Skip to main content

Document Intelligence powered by AI Functions

This tutorial demonstrates an end-to-end Intelligent Document Processing (IDP) pipeline using three Databricks AI Functions.

Text
┌─────────────────────────────────────────────────────────────────────────────────────────────────────────────────────────────────────────────────────┐
│ BRONZE SILVER GOLD │
│ │
│ ┌── gold_consulting_agreements (scope, compensation, ...) │
│ ├── gold_marketing_agreements (territory, campaign, ...) │
│ raw_contracts ──▶ parsed_contracts ──▶ classified_contracts ──▶ extracted fields ──▶ ├── gold_hosting_agreements (SLA, uptime, fees, ...) │
│ (Auto Loader) (ai_parse_document) (ai_classify) (ai_extract) └── gold_affiliate_agreements (commission, terms, ...) │
│ │
└─────────────────────────────────────────────────────────────────────────────────────────────────────────────────────────────────────────────────────┘

The pipeline processes SEC-filed legal agreements, classifying each into one of five categories (affiliate, marketing, consulting, hosting, escrow) and extracting relevant terms like party names, dates, and compensation details.

* [Stored entries]

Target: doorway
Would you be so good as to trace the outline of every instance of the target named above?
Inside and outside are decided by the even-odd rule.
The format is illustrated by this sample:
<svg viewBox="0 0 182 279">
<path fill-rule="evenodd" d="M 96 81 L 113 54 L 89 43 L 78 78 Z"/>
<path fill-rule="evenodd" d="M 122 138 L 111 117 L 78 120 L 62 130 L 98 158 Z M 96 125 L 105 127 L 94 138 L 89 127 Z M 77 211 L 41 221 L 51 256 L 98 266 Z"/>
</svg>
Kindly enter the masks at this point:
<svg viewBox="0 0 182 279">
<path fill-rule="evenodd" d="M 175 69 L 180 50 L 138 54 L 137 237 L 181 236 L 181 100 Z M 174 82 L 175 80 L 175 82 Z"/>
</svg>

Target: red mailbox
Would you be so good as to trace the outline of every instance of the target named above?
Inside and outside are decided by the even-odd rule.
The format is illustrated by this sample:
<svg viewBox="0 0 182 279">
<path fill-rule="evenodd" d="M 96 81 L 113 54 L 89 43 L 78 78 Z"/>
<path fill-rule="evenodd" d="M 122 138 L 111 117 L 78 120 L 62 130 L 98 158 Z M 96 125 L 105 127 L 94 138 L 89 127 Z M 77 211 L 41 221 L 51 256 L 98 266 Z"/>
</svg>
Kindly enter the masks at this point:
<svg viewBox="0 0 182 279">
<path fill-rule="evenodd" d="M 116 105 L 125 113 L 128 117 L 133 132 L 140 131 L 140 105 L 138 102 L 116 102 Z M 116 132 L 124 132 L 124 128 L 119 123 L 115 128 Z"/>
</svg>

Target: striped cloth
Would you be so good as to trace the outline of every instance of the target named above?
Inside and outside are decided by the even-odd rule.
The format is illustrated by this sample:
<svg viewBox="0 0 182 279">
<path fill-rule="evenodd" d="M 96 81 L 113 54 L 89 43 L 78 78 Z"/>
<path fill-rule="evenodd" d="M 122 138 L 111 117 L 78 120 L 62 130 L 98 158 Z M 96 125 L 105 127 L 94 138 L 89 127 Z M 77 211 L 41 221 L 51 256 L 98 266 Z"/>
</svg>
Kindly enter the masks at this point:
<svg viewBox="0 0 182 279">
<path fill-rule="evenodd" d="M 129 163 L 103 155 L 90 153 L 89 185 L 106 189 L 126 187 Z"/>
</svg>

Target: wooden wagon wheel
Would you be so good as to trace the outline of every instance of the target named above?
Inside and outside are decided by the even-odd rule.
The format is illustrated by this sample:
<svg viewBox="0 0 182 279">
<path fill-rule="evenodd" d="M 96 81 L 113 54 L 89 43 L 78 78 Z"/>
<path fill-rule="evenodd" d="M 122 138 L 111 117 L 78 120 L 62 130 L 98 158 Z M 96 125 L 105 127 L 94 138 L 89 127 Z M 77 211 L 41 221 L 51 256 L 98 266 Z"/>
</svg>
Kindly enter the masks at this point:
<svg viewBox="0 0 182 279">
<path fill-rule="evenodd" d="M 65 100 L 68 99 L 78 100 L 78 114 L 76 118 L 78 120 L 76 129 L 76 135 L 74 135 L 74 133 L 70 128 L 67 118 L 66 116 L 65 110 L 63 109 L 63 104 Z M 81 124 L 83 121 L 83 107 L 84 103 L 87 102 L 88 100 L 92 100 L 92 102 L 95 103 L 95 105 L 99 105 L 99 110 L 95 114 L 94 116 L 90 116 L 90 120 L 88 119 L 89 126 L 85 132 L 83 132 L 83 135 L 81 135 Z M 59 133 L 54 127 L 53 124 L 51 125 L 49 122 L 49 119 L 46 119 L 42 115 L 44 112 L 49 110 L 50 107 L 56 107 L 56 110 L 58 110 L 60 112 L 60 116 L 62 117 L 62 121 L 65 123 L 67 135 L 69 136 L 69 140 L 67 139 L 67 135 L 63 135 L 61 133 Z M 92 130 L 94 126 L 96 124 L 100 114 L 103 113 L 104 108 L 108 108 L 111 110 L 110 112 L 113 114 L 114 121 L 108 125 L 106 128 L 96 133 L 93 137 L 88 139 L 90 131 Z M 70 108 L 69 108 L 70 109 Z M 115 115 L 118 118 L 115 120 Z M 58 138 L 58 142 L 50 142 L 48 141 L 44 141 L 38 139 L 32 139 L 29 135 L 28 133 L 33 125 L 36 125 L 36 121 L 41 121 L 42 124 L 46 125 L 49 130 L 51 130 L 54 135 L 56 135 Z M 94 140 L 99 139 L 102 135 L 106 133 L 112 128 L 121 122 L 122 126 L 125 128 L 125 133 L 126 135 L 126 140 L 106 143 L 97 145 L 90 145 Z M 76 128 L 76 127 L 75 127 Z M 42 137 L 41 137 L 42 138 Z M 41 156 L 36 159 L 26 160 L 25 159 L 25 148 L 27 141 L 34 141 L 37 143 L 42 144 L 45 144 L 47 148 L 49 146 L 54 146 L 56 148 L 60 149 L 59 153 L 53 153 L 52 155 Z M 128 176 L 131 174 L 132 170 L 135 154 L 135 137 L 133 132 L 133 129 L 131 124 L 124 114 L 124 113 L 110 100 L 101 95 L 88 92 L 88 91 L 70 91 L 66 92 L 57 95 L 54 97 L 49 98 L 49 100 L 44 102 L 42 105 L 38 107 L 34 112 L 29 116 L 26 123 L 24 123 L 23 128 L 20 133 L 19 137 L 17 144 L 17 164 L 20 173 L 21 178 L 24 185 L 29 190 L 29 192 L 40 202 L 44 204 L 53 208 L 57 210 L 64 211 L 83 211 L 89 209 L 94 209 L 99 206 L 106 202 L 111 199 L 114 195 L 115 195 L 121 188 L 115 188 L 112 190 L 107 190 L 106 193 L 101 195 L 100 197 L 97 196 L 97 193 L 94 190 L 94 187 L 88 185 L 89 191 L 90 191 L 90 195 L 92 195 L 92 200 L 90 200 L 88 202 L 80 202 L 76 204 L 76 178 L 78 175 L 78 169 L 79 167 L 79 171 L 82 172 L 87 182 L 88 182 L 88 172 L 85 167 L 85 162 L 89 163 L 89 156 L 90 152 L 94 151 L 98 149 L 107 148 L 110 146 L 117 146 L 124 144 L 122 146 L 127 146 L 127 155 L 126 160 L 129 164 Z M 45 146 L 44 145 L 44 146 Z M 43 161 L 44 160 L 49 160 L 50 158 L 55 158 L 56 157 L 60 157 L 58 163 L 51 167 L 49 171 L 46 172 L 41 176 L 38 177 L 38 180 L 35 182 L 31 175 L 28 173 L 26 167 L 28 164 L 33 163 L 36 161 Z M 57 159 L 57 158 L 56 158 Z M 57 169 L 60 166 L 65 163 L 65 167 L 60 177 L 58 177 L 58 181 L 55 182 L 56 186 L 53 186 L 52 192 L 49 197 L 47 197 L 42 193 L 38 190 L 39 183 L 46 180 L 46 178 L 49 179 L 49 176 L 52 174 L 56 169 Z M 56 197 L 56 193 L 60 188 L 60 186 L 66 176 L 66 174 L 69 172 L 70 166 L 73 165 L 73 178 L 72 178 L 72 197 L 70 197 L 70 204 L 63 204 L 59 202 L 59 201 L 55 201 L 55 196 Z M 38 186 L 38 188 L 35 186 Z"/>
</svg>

* [Requirements]
1. In the tutorial on document intelligence with AI Functions, which five categories can each agreement be classified into?
2. Pick up the tutorial on document intelligence with AI Functions after its final sentence and keep writing.

* [Final results]
1. Affiliate, marketing, consulting, hosting, and escrow.

2.
Prerequisites

  • Serverless compute or a SQL warehouse with AI Functions enabled
  • Access to the sample data volume at /Volumes/samples/sec/contracts/
note

The samples.sec.contracts data set is available in all workspaces by default. To process your own PDFs, change SOURCE_PATH in the next cell to a Unity Catalog volume that contains your files. For ingesting PDFs from external sources such as SharePoint or Google Drive, Databricks recommends Lakeflow Connect.

Python
from pyspark.sql import functions as F
import json
import uuid

# Source path — point this at a Unity Catalog volume containing your PDF files.
# The sample path below contains SEC-filed legal agreements.
SOURCE_PATH = "/Volumes/samples/sec/contracts/"

# Serverless compute does not support .cache(), so intermediate results are
# materialized to temp tables instead. A random suffix avoids collisions
# if multiple users run the tutorial concurrently.
_TMP_SUFFIX = uuid.uuid4().hex[:8]

Configuration

Classification labels tell ai_classify which categories to choose from. Each extraction schema defines the short, typed fields that ai_extract will pull for that agreement type.

Modify these to adapt the pipeline to your own document types.

Python
# One-line descriptions used by ai_classify to pick the best label per document.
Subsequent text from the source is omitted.